(PROBLEM 1): From the thread on memory mapping NPZ files, extract everything from "2015-12-11 10:22:09 UTC" down to "instead of npz-files.".

(TEXT PASSAGE):
# # # # #

[Numpy-discussion] Memory mapping and NPZ files

Discussion:

Mathieu Dubois

2015-12-09 14:51:55 UTC

Dear all,

If I am correct, using mmap_mode with Npz files has no effect i.e.:
f = np.load("data.npz", mmap_mode="r")
X = f['X']
will load all the data in memory.

Can somebody confirm that?

If I'm correct, the mmap_mode argument could be passed to the NpzFile
class which could in turn perform the correct operation. One way to
handle that would be to use the ZipFile.extract method to write the Npy
file on disk and then load it with numpy.load with the mmap_mode
argument. Note that the user will have to remove the file to reclaim
disk space (I guess that's OK).

One problem that could arise is that the extracted Npy file can be large
(it's the purpose of using memory mapping) and therefore it may be
useful to offer some control on where this file is extracted (for
instance /tmp can be too small to extract the file here). numpy.load
could offer a new option for that (passed to ZipFile.extract).

Does it make sense?

Thanks in advance,
Mathieu

Sturla Molden

2015-12-10 12:55:55 UTC

Permalink

Post by Mathieu Dubois
Does it make sense?

No. Memory mapping should just memory map, not do all sorts of crap.

Sturla

Mathieu Dubois

2015-12-10 19:06:45 UTC

Permalink

Post by Sturla Molden

Post by Mathieu Dubois
Does it make sense?

No. Memory mapping should just memory map, not do all sorts of crap.

The point is precisely that, you can't do memory mapping with Npz files
(while it works with Npy files).

Mathieu

Sturla Molden

2015-12-11 10:22:09 UTC

Permalink

Post by Mathieu Dubois
The point is precisely that, you can't do memory mapping with Npz files
(while it works with Npy files).

The operating system can memory map any file. But as npz-files are
compressed, you will need to uncompress the contents in your memory mapping
to make sense of it. I would suggest you use PyTables instead of npz-files.
It allows on the fly compression and uncompression (via blosc) and will
probably do what you want.

Sturla

Mathieu Dubois

2015-12-12 18:53:50 UTC

Permalink

Post by Sturla Molden

Post by Mathieu Dubois
The point is precisely that, you can't do memory mapping with Npz files
(while it works with Npy files).

The operating system can memory map any file. But as npz-files are
compressed, you will need to uncompress the contents in your memory mapping
to make sense of it.

# # # # #

(RECORDS FOR PROCESSING):
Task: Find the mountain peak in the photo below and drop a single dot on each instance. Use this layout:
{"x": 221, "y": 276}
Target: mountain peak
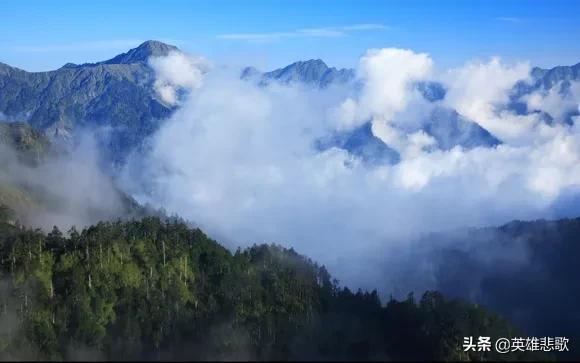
{"x": 150, "y": 48}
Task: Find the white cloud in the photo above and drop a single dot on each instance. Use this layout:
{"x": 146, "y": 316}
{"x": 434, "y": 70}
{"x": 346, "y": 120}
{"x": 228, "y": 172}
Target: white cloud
{"x": 177, "y": 71}
{"x": 480, "y": 91}
{"x": 239, "y": 160}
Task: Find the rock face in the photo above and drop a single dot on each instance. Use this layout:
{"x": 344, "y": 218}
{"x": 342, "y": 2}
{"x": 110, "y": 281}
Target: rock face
{"x": 311, "y": 72}
{"x": 116, "y": 94}
{"x": 116, "y": 98}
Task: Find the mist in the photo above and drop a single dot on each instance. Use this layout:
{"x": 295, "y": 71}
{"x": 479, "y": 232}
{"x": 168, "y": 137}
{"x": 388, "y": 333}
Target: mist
{"x": 239, "y": 159}
{"x": 65, "y": 188}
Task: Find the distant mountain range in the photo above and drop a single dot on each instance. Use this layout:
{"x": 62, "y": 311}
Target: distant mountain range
{"x": 117, "y": 95}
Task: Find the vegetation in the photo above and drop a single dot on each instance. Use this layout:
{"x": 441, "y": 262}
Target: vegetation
{"x": 154, "y": 289}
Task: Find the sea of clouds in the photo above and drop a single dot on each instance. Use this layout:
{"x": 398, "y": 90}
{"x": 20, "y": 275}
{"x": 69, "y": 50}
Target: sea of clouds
{"x": 239, "y": 158}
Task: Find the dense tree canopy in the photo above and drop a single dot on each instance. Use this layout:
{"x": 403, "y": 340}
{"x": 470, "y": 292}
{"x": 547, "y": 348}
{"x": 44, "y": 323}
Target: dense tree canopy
{"x": 154, "y": 289}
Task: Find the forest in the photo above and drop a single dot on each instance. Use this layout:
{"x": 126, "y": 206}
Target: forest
{"x": 157, "y": 289}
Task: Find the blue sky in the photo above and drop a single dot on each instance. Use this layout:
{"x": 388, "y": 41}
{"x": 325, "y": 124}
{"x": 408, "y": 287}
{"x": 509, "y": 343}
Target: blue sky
{"x": 43, "y": 35}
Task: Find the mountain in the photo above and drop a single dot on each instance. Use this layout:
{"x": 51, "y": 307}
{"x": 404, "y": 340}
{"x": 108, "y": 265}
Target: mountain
{"x": 141, "y": 54}
{"x": 154, "y": 289}
{"x": 450, "y": 129}
{"x": 33, "y": 187}
{"x": 526, "y": 271}
{"x": 116, "y": 94}
{"x": 30, "y": 144}
{"x": 116, "y": 98}
{"x": 547, "y": 78}
{"x": 311, "y": 72}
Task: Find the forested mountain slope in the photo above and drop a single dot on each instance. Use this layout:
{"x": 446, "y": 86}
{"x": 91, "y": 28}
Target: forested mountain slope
{"x": 151, "y": 289}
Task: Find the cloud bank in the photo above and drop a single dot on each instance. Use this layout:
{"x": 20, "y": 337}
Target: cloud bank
{"x": 240, "y": 160}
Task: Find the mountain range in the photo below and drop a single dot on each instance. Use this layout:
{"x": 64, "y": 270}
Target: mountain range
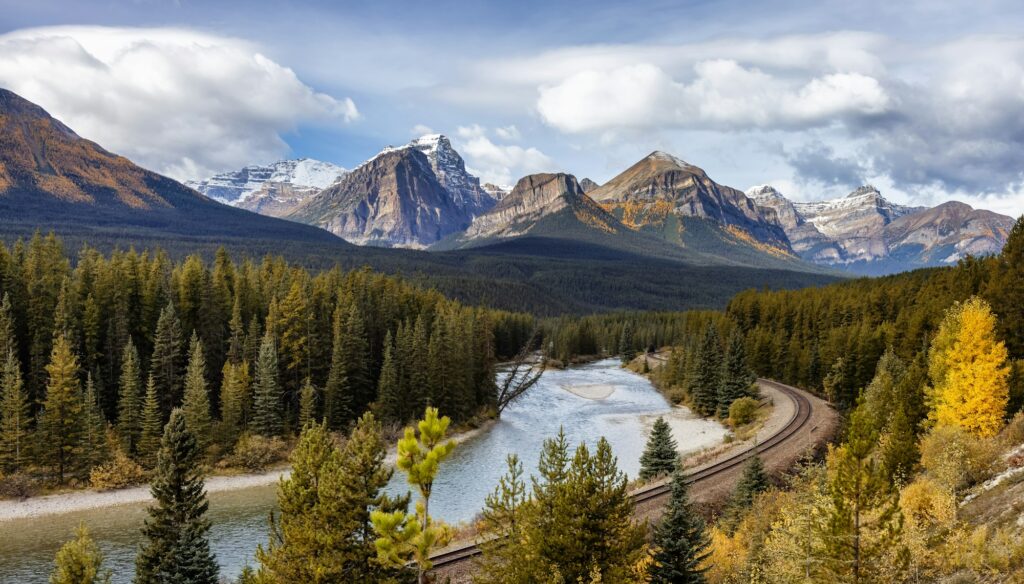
{"x": 866, "y": 234}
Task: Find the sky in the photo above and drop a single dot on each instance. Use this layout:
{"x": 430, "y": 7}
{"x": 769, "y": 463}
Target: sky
{"x": 924, "y": 99}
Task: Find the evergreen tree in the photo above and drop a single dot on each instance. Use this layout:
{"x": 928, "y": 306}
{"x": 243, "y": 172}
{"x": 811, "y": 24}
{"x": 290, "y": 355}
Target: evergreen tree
{"x": 708, "y": 377}
{"x": 266, "y": 392}
{"x": 80, "y": 561}
{"x": 660, "y": 457}
{"x": 8, "y": 342}
{"x": 389, "y": 401}
{"x": 680, "y": 539}
{"x": 752, "y": 483}
{"x": 307, "y": 404}
{"x": 166, "y": 362}
{"x": 14, "y": 416}
{"x": 93, "y": 446}
{"x": 863, "y": 520}
{"x": 130, "y": 400}
{"x": 196, "y": 405}
{"x": 403, "y": 537}
{"x": 235, "y": 400}
{"x": 153, "y": 425}
{"x": 626, "y": 349}
{"x": 60, "y": 422}
{"x": 737, "y": 379}
{"x": 337, "y": 392}
{"x": 176, "y": 548}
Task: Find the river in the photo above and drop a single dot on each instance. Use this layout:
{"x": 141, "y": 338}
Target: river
{"x": 240, "y": 517}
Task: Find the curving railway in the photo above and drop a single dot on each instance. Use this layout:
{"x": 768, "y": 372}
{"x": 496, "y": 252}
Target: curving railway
{"x": 795, "y": 428}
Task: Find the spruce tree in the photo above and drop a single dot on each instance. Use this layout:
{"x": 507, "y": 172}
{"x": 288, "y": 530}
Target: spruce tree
{"x": 153, "y": 425}
{"x": 626, "y": 349}
{"x": 196, "y": 405}
{"x": 80, "y": 561}
{"x": 737, "y": 379}
{"x": 130, "y": 400}
{"x": 660, "y": 457}
{"x": 235, "y": 400}
{"x": 176, "y": 548}
{"x": 93, "y": 446}
{"x": 680, "y": 539}
{"x": 266, "y": 392}
{"x": 307, "y": 404}
{"x": 389, "y": 401}
{"x": 14, "y": 416}
{"x": 166, "y": 363}
{"x": 60, "y": 422}
{"x": 708, "y": 376}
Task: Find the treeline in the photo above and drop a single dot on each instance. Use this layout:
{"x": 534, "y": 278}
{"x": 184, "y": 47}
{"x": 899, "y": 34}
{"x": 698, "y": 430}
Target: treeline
{"x": 118, "y": 341}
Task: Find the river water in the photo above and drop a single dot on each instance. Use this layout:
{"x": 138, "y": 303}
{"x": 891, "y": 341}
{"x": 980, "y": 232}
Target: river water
{"x": 240, "y": 517}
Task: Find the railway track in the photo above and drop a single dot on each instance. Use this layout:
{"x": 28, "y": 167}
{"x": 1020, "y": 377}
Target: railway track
{"x": 799, "y": 419}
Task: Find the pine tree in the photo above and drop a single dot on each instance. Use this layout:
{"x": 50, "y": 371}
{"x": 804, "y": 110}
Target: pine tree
{"x": 266, "y": 392}
{"x": 130, "y": 400}
{"x": 8, "y": 342}
{"x": 660, "y": 457}
{"x": 93, "y": 446}
{"x": 403, "y": 537}
{"x": 737, "y": 379}
{"x": 196, "y": 405}
{"x": 60, "y": 422}
{"x": 680, "y": 539}
{"x": 176, "y": 548}
{"x": 863, "y": 522}
{"x": 337, "y": 392}
{"x": 14, "y": 416}
{"x": 389, "y": 401}
{"x": 235, "y": 400}
{"x": 153, "y": 425}
{"x": 166, "y": 363}
{"x": 752, "y": 483}
{"x": 307, "y": 404}
{"x": 708, "y": 376}
{"x": 80, "y": 561}
{"x": 626, "y": 349}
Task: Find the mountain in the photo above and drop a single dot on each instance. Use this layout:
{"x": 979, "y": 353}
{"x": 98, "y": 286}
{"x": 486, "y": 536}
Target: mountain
{"x": 52, "y": 179}
{"x": 804, "y": 237}
{"x": 866, "y": 234}
{"x": 411, "y": 196}
{"x": 677, "y": 201}
{"x": 273, "y": 190}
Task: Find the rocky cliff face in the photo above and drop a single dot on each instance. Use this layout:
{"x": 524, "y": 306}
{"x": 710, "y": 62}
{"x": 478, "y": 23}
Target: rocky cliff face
{"x": 535, "y": 198}
{"x": 394, "y": 200}
{"x": 865, "y": 233}
{"x": 660, "y": 190}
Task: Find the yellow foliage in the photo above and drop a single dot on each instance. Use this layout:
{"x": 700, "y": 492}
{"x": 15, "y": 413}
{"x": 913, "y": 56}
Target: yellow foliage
{"x": 969, "y": 371}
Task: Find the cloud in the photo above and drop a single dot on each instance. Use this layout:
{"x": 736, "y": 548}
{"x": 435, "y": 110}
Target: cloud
{"x": 500, "y": 164}
{"x": 722, "y": 95}
{"x": 181, "y": 102}
{"x": 817, "y": 162}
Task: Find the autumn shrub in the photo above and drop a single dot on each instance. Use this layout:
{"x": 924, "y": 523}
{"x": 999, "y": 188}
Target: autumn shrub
{"x": 742, "y": 411}
{"x": 955, "y": 458}
{"x": 17, "y": 486}
{"x": 254, "y": 453}
{"x": 119, "y": 472}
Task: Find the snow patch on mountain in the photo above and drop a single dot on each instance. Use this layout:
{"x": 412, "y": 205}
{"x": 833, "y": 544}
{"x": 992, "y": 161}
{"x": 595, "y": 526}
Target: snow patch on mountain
{"x": 235, "y": 188}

# # # # #

(PROBLEM 2): Pull out each line of the records in which the string "bank" appears.

(COMPLETE ANSWER 1):
2015-12-11 10:22:09 UTC

Permalink

Post by Mathieu Dubois
The point is precisely that, you can't do memory mapping with Npz files
(while it works with Npy files).

The operating system can memory map any file. But as npz-files are
compressed, you will need to uncompress the contents in your memory mapping
to make sense of it. I would suggest you use PyTables instead of npz-files.

(COMPLETE ANSWER 2):
Task: Find the cloud bank in the photo above and drop a single dot on each instance. Use this layout:
Target: cloud bank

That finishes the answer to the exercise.